● Work to be completed: In the data below, the answer is the run of lines from the line containing "positive clicks: (280, 377)" through the line containing "box: [295, 234, 343, 252]", both included; print it exactly and nothing else.

Source material below:

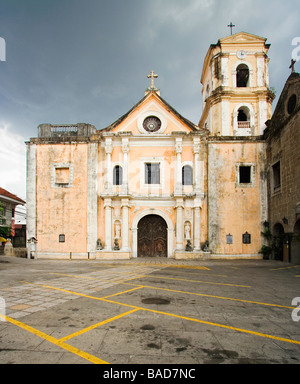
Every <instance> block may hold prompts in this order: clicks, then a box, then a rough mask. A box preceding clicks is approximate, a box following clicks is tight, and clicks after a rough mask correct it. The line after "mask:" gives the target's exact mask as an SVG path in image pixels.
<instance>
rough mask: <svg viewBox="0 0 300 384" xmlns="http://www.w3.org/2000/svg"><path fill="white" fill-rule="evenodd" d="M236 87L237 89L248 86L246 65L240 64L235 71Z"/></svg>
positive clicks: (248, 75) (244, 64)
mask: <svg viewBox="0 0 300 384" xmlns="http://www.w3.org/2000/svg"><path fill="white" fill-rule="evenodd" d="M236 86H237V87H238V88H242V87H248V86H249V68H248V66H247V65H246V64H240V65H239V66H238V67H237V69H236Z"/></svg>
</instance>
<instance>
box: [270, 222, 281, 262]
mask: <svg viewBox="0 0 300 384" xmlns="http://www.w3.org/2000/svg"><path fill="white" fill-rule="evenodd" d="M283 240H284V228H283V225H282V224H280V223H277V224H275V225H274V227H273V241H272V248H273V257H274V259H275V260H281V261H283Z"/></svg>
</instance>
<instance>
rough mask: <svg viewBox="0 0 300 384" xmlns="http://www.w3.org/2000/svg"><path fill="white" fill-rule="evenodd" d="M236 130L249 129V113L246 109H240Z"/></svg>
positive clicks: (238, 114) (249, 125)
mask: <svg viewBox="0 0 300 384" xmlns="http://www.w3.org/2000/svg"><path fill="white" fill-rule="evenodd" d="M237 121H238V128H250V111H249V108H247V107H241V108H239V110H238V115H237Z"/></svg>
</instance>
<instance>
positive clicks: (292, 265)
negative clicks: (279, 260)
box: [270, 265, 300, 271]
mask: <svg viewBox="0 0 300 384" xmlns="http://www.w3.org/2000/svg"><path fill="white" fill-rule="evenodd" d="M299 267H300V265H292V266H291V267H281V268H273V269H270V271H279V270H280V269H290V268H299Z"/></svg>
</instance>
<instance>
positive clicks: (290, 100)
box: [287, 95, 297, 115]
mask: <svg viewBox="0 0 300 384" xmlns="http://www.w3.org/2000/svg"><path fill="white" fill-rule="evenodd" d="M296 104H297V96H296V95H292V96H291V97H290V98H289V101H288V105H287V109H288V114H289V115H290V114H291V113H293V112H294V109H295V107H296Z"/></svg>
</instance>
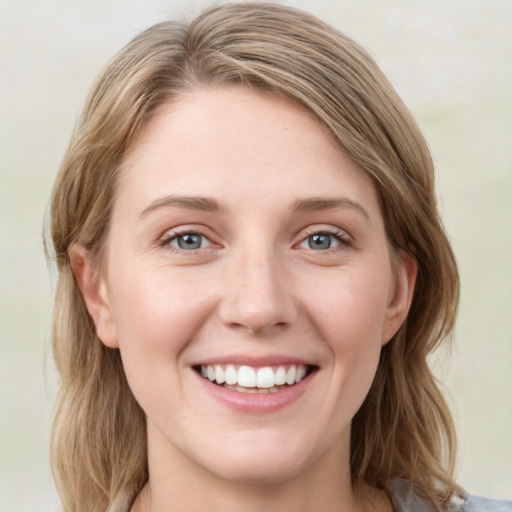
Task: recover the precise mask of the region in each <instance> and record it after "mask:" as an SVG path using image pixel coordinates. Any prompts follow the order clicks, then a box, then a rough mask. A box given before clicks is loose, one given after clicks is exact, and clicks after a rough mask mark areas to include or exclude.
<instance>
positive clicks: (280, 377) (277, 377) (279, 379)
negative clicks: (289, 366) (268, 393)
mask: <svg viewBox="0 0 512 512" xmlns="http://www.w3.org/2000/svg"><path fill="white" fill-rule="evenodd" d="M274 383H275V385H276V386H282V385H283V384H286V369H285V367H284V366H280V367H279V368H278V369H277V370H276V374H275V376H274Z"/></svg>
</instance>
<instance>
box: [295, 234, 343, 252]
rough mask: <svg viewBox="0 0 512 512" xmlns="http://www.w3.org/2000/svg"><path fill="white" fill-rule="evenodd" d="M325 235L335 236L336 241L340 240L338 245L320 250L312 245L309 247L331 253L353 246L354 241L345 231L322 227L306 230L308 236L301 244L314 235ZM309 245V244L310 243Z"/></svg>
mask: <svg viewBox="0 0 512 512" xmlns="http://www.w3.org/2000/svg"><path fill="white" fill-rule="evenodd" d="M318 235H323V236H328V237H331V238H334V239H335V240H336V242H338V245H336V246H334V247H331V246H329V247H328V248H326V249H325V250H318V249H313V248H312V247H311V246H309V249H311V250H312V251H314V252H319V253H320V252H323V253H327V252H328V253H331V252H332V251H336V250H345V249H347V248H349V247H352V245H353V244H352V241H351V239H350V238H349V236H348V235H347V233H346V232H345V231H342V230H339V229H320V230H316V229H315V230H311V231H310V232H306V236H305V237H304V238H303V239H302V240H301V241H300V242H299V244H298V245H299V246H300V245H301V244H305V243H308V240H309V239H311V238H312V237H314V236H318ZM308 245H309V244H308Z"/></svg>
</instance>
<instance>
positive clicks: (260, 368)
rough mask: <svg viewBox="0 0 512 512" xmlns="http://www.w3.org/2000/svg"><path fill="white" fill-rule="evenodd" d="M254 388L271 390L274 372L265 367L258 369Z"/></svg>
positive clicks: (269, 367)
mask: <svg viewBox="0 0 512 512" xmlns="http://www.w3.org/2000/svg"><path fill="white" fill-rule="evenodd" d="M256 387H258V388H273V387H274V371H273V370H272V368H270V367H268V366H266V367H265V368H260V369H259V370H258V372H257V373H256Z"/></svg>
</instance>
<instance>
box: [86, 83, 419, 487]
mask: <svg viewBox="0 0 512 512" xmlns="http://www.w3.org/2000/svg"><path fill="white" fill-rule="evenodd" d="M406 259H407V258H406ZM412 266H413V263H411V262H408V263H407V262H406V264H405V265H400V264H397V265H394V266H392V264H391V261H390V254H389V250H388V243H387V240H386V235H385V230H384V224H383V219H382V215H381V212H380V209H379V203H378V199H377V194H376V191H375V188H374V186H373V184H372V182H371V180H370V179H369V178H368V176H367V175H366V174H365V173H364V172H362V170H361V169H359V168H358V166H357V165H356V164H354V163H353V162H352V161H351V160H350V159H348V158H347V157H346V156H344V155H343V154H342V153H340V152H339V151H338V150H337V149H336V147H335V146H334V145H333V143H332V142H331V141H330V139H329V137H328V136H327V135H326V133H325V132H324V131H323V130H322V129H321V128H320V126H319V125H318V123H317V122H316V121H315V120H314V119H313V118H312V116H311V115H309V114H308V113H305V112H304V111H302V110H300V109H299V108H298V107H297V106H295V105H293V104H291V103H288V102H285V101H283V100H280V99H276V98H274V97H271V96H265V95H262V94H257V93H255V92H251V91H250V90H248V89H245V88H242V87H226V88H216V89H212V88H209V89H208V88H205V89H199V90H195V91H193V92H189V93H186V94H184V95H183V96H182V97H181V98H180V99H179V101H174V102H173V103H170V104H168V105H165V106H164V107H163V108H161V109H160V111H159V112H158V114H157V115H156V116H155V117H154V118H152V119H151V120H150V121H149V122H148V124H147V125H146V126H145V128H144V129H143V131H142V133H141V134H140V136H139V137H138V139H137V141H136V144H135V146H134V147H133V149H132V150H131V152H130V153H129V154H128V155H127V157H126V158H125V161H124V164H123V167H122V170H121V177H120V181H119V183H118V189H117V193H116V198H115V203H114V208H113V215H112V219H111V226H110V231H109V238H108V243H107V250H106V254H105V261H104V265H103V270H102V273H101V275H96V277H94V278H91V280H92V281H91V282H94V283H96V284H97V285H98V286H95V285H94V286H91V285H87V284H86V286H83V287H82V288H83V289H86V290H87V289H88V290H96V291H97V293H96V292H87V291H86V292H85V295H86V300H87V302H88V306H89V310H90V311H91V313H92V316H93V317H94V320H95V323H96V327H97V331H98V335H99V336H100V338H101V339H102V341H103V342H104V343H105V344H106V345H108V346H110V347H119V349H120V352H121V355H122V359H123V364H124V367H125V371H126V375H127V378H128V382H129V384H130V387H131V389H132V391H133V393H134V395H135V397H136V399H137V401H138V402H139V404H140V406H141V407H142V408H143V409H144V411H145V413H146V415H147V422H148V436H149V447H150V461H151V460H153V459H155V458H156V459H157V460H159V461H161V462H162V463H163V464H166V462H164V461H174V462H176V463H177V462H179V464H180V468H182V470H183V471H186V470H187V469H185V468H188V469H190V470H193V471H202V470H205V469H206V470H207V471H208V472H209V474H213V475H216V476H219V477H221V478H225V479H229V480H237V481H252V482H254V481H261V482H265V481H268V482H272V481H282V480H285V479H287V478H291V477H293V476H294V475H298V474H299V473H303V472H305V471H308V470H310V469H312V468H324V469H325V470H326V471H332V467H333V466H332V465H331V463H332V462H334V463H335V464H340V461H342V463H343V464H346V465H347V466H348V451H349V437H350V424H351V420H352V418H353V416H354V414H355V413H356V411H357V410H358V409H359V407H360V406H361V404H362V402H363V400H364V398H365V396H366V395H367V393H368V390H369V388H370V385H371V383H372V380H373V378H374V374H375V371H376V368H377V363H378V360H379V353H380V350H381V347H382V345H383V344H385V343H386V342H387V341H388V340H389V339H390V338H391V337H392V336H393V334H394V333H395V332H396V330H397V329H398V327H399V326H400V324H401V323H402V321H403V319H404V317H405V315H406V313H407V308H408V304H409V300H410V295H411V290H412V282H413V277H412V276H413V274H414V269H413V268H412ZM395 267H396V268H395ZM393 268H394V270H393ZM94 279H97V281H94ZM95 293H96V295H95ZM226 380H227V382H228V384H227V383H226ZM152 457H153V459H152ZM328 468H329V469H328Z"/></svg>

End of Source material.

● Expected answer:
positive clicks: (280, 377) (277, 377) (279, 379)
negative clicks: (289, 366) (268, 393)
mask: <svg viewBox="0 0 512 512" xmlns="http://www.w3.org/2000/svg"><path fill="white" fill-rule="evenodd" d="M274 383H275V385H276V386H282V385H283V384H286V369H285V367H284V366H280V367H279V368H278V369H277V370H276V374H275V376H274Z"/></svg>
</instance>
<instance>
box: [295, 234, 343, 252]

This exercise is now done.